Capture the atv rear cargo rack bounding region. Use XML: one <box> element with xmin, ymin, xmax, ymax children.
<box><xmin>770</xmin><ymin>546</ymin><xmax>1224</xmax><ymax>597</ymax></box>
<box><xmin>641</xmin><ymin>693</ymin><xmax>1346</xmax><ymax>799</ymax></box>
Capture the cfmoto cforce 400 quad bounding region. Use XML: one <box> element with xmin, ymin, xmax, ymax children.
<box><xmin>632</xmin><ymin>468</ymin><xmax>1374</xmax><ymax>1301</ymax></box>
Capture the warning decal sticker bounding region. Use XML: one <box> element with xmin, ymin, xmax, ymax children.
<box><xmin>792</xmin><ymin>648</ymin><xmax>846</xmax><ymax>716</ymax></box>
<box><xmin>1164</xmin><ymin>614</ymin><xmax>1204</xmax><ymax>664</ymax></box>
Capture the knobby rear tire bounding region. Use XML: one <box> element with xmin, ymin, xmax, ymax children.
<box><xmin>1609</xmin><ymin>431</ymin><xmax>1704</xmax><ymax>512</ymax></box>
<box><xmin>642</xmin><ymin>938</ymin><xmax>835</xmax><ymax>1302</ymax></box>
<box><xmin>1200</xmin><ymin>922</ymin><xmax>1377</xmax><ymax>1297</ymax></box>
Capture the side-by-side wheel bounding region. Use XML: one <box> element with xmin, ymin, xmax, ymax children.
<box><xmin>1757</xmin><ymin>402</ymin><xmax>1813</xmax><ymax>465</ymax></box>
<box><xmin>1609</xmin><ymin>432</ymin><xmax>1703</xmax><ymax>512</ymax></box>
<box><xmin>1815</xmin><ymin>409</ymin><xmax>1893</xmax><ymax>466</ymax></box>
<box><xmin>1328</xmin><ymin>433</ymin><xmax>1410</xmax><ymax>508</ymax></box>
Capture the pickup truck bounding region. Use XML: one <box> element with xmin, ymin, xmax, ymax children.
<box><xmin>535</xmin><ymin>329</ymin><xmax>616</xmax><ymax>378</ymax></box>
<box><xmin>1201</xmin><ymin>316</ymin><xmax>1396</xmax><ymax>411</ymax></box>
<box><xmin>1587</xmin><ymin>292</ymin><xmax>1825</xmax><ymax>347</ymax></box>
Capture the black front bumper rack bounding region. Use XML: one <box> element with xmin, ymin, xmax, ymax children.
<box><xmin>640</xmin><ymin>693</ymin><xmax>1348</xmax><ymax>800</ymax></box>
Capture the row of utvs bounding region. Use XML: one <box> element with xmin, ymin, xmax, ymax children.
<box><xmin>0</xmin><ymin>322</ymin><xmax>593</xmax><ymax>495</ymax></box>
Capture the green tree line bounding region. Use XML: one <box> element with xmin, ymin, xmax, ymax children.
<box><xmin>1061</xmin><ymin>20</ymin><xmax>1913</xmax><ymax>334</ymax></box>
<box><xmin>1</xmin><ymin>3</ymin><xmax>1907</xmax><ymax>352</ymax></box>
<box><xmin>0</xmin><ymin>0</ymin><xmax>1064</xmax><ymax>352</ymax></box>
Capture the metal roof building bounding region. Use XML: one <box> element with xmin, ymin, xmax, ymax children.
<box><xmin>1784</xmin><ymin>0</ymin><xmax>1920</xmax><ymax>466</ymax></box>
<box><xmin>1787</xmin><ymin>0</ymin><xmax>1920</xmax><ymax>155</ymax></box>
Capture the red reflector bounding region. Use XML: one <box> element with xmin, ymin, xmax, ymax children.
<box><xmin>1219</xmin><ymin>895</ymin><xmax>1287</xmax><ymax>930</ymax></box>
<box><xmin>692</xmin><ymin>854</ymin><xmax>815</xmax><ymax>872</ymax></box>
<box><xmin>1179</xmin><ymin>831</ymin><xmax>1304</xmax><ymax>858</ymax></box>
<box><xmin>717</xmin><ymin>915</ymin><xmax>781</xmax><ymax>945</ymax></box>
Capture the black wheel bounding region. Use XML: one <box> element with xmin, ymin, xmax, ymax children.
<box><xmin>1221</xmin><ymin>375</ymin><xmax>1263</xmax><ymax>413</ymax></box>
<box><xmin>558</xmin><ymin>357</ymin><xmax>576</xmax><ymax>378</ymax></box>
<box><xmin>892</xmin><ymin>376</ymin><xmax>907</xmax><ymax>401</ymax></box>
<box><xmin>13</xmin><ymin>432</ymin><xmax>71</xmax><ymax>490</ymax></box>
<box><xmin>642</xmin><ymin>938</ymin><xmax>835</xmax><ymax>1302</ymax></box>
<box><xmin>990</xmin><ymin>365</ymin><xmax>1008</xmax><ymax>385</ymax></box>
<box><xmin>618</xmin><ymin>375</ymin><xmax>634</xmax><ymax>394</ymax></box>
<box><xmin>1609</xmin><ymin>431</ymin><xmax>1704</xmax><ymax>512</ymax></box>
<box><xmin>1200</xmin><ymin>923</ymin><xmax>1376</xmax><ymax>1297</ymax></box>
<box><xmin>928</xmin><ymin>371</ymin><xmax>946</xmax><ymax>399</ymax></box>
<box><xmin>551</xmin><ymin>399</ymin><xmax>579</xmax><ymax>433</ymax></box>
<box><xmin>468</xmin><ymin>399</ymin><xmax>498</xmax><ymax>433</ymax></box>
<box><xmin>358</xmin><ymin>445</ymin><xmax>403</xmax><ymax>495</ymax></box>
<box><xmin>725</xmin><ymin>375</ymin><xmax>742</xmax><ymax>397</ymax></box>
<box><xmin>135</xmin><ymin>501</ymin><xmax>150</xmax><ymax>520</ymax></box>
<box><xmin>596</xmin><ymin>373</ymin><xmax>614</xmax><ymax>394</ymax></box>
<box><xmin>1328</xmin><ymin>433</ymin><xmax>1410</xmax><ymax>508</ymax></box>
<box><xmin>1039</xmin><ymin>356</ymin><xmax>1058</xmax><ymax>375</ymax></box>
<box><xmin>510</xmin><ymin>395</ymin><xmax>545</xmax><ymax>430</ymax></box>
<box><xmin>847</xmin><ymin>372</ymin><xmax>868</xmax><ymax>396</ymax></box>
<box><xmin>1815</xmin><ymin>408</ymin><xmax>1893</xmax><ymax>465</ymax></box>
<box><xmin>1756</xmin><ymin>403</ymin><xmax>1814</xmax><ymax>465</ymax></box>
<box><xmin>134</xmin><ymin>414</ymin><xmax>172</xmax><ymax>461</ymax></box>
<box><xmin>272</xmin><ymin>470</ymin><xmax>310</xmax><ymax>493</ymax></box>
▬▬▬▬▬▬
Activity →
Each record above has to be repeated word for word.

Response to the task →
Capture the atv rear cargo rack bounding region. Use XML: one <box> element with xmin, ymin, xmax, ymax children.
<box><xmin>770</xmin><ymin>546</ymin><xmax>1224</xmax><ymax>597</ymax></box>
<box><xmin>641</xmin><ymin>693</ymin><xmax>1346</xmax><ymax>799</ymax></box>
Capture the cfmoto cforce 400 quad bounding region. Use XML: one <box> element with xmin, ymin, xmax, ymax children.
<box><xmin>632</xmin><ymin>468</ymin><xmax>1374</xmax><ymax>1301</ymax></box>
Capture the warning decal sticker bounding region. Use XML: one <box> element with xmin, ymin, xmax, ymax children.
<box><xmin>792</xmin><ymin>648</ymin><xmax>846</xmax><ymax>716</ymax></box>
<box><xmin>1164</xmin><ymin>614</ymin><xmax>1204</xmax><ymax>664</ymax></box>
Capture the knobby rear tire bounding region. Use XML: one <box> element with xmin, ymin, xmax, ymax children.
<box><xmin>1609</xmin><ymin>431</ymin><xmax>1704</xmax><ymax>512</ymax></box>
<box><xmin>642</xmin><ymin>938</ymin><xmax>835</xmax><ymax>1302</ymax></box>
<box><xmin>1200</xmin><ymin>922</ymin><xmax>1377</xmax><ymax>1297</ymax></box>
Capture the side-by-side wheel bounding region. Use XML: one <box> element with xmin, ymin, xmax, ymax children.
<box><xmin>1757</xmin><ymin>402</ymin><xmax>1813</xmax><ymax>465</ymax></box>
<box><xmin>1609</xmin><ymin>432</ymin><xmax>1703</xmax><ymax>512</ymax></box>
<box><xmin>1815</xmin><ymin>409</ymin><xmax>1893</xmax><ymax>466</ymax></box>
<box><xmin>1328</xmin><ymin>433</ymin><xmax>1410</xmax><ymax>508</ymax></box>
Capture the pickup truck bounding region. Use XML: one <box> element with xmin, ymin, xmax, ymax children.
<box><xmin>535</xmin><ymin>329</ymin><xmax>616</xmax><ymax>378</ymax></box>
<box><xmin>1201</xmin><ymin>316</ymin><xmax>1396</xmax><ymax>411</ymax></box>
<box><xmin>1587</xmin><ymin>292</ymin><xmax>1825</xmax><ymax>347</ymax></box>
Capture the black front bumper rack bounding region. Use XML: one <box> element with xmin, ymin, xmax, ymax children.
<box><xmin>640</xmin><ymin>693</ymin><xmax>1348</xmax><ymax>800</ymax></box>
Capture the row of utvs bounding region. Use XML: one <box> element with xmin, ymin, xmax, ymax children.
<box><xmin>0</xmin><ymin>322</ymin><xmax>593</xmax><ymax>495</ymax></box>
Capture the green tree line bounding region. Use XML: one <box> element with xmin, ymin, xmax, ymax children.
<box><xmin>1061</xmin><ymin>20</ymin><xmax>1913</xmax><ymax>334</ymax></box>
<box><xmin>1</xmin><ymin>3</ymin><xmax>1907</xmax><ymax>352</ymax></box>
<box><xmin>0</xmin><ymin>0</ymin><xmax>1064</xmax><ymax>352</ymax></box>
Capture the metal roof building bounding region. Use XML: one <box> element with xmin, ymin, xmax, ymax children.
<box><xmin>1784</xmin><ymin>0</ymin><xmax>1920</xmax><ymax>466</ymax></box>
<box><xmin>1787</xmin><ymin>0</ymin><xmax>1920</xmax><ymax>155</ymax></box>
Capture the red reflector bounding region. Use XML: one <box> element with xmin, ymin, xmax, ymax children.
<box><xmin>1219</xmin><ymin>895</ymin><xmax>1287</xmax><ymax>930</ymax></box>
<box><xmin>692</xmin><ymin>854</ymin><xmax>815</xmax><ymax>872</ymax></box>
<box><xmin>1179</xmin><ymin>831</ymin><xmax>1304</xmax><ymax>858</ymax></box>
<box><xmin>717</xmin><ymin>915</ymin><xmax>781</xmax><ymax>945</ymax></box>
Capture the black wheel bounding region. Use XML: one <box> element with xmin, ymin, xmax, ymax children.
<box><xmin>1221</xmin><ymin>375</ymin><xmax>1263</xmax><ymax>413</ymax></box>
<box><xmin>558</xmin><ymin>357</ymin><xmax>576</xmax><ymax>378</ymax></box>
<box><xmin>892</xmin><ymin>376</ymin><xmax>907</xmax><ymax>401</ymax></box>
<box><xmin>13</xmin><ymin>432</ymin><xmax>71</xmax><ymax>490</ymax></box>
<box><xmin>642</xmin><ymin>938</ymin><xmax>835</xmax><ymax>1302</ymax></box>
<box><xmin>990</xmin><ymin>365</ymin><xmax>1008</xmax><ymax>385</ymax></box>
<box><xmin>618</xmin><ymin>375</ymin><xmax>634</xmax><ymax>394</ymax></box>
<box><xmin>1609</xmin><ymin>431</ymin><xmax>1704</xmax><ymax>512</ymax></box>
<box><xmin>1200</xmin><ymin>923</ymin><xmax>1376</xmax><ymax>1297</ymax></box>
<box><xmin>928</xmin><ymin>371</ymin><xmax>946</xmax><ymax>399</ymax></box>
<box><xmin>551</xmin><ymin>399</ymin><xmax>579</xmax><ymax>433</ymax></box>
<box><xmin>468</xmin><ymin>399</ymin><xmax>498</xmax><ymax>433</ymax></box>
<box><xmin>358</xmin><ymin>445</ymin><xmax>403</xmax><ymax>495</ymax></box>
<box><xmin>725</xmin><ymin>375</ymin><xmax>742</xmax><ymax>397</ymax></box>
<box><xmin>135</xmin><ymin>501</ymin><xmax>150</xmax><ymax>520</ymax></box>
<box><xmin>596</xmin><ymin>373</ymin><xmax>614</xmax><ymax>394</ymax></box>
<box><xmin>1328</xmin><ymin>433</ymin><xmax>1410</xmax><ymax>508</ymax></box>
<box><xmin>1039</xmin><ymin>356</ymin><xmax>1058</xmax><ymax>375</ymax></box>
<box><xmin>510</xmin><ymin>395</ymin><xmax>545</xmax><ymax>430</ymax></box>
<box><xmin>847</xmin><ymin>372</ymin><xmax>868</xmax><ymax>396</ymax></box>
<box><xmin>1815</xmin><ymin>408</ymin><xmax>1893</xmax><ymax>465</ymax></box>
<box><xmin>1756</xmin><ymin>403</ymin><xmax>1814</xmax><ymax>465</ymax></box>
<box><xmin>134</xmin><ymin>414</ymin><xmax>172</xmax><ymax>461</ymax></box>
<box><xmin>272</xmin><ymin>470</ymin><xmax>310</xmax><ymax>493</ymax></box>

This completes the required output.